EXERCISE BRIEF
Each line of the data that includes the string "tree" is to be copied out.

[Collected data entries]
★ ★ ★ ★

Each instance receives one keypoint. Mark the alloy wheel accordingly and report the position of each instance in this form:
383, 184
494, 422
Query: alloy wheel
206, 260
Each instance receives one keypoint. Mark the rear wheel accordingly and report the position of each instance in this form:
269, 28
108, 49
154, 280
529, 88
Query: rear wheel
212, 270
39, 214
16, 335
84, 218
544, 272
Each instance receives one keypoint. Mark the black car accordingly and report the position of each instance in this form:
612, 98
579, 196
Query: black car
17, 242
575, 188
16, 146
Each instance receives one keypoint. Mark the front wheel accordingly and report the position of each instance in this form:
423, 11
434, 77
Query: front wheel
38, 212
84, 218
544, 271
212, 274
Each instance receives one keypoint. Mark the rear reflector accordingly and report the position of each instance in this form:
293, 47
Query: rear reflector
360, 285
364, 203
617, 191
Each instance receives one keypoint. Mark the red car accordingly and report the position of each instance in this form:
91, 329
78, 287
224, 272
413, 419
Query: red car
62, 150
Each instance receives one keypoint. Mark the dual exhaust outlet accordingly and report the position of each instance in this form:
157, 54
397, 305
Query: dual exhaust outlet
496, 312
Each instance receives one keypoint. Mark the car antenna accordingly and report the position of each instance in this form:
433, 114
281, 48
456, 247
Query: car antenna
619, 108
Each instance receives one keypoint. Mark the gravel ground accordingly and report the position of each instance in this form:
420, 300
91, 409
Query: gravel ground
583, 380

★ ★ ★ ★

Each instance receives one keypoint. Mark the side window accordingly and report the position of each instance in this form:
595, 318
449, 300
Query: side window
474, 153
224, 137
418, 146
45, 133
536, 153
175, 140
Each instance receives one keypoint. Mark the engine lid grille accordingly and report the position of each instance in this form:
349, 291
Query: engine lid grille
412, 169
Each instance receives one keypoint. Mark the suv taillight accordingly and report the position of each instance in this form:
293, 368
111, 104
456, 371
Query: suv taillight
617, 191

★ ★ ★ ★

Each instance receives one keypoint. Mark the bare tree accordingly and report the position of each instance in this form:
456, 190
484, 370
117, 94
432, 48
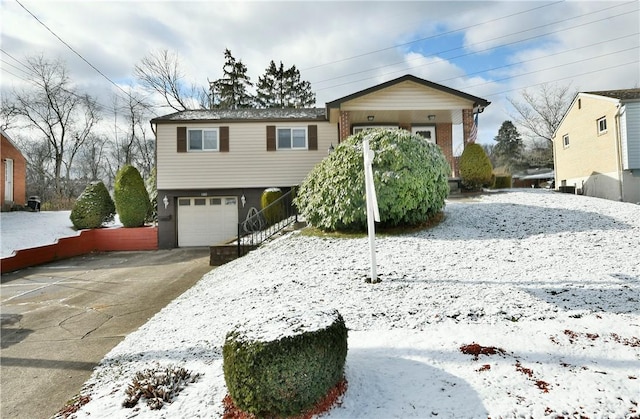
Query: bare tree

★ ★ ★ ★

WRITTEN ANSWER
Each instance receives one keypoint. Mark the bare tree accordingly and report the position of each instance in this form:
Query: bare tree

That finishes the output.